## TASK DESCRIPTION
An exact reproduction of all the entries is what the answer must contain.

## EXERCISE INPUT

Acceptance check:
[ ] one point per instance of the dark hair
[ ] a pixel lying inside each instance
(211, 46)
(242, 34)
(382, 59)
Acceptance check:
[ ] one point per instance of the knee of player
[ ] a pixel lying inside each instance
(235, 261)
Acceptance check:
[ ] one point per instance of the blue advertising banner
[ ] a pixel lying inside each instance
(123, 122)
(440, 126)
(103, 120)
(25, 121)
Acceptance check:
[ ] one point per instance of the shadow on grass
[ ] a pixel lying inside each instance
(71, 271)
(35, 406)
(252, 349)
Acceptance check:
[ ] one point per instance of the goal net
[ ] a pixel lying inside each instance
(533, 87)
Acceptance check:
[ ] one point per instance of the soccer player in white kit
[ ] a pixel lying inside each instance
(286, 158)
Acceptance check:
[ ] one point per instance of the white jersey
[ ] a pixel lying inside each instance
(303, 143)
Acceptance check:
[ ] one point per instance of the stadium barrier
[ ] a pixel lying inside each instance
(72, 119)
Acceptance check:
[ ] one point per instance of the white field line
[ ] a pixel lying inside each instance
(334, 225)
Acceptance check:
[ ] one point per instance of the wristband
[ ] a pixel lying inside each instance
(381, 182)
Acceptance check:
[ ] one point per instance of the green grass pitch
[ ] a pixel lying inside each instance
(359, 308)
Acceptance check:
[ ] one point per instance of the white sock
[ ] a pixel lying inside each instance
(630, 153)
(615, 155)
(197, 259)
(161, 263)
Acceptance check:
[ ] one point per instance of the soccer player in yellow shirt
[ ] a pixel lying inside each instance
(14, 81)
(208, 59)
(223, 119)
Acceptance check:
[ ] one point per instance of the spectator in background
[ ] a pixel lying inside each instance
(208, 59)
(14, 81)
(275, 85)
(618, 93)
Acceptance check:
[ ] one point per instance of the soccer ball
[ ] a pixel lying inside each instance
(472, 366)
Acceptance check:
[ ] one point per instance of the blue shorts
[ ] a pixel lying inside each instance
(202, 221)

## OUTPUT FOR THIS TASK
Acceptance check:
[ ] one point per instance of the dark hair
[ ] a pixel lying inside each instance
(211, 46)
(242, 34)
(382, 59)
Acceptance check:
[ ] one point per instance of the knee of player
[ ] a pixel lying inside each instance
(235, 261)
Acceptance check:
[ ] one point per instance of the blue advertising banner
[ ] a pixel lying inside each instance
(123, 122)
(440, 126)
(103, 120)
(25, 121)
Acceptance check:
[ ] one point per instance of the shadow on grass
[ ] a pixel lying inside each instance
(71, 271)
(35, 406)
(252, 349)
Acceptance check:
[ ] one point per instance of the goal net
[ ] a pixel lying inside each instance
(533, 87)
Acceptance check:
[ ] one point per instance of the soccer player in white kit
[ ] a pixel lying inside each instance
(286, 158)
Acceptance check:
[ ] one point per instance of the white jersey
[ ] a pixel lying inside each instance
(303, 143)
Acceptance check:
[ ] one point per instance of the stadium barrier
[ ] a pixel lying inside each instance
(72, 119)
Acceptance check:
[ ] one point per instance of the white field line
[ ] a pixel lying inside each instance
(334, 225)
Acceptance check:
[ ] one point per instance of the wristband
[ ] a pixel lying inside each instance
(381, 182)
Acceptance check:
[ ] one point per instance of the green grass pitch
[ ] a pixel lying inside each instance
(359, 308)
Acceptance check:
[ ] one point per instance of the white sock
[ ] a pixel lying inside each instance
(630, 153)
(615, 155)
(197, 259)
(161, 263)
Acceptance check:
[ ] one point per instance of the soccer player in yellow shirt
[ ] a pixel lying inside each instance
(14, 81)
(208, 59)
(223, 119)
Acceptance check:
[ ] one point per instance of the spectator in background
[ ] a pixel lying inside each instance
(208, 59)
(14, 81)
(275, 85)
(618, 93)
Acceptance check:
[ ] one point per instance of the soccer ball
[ ] a pixel lying inside each instance
(472, 366)
Acceptance check:
[ ] one point per instance of the blue shorts
[ ] a pixel lying inside each instance
(202, 221)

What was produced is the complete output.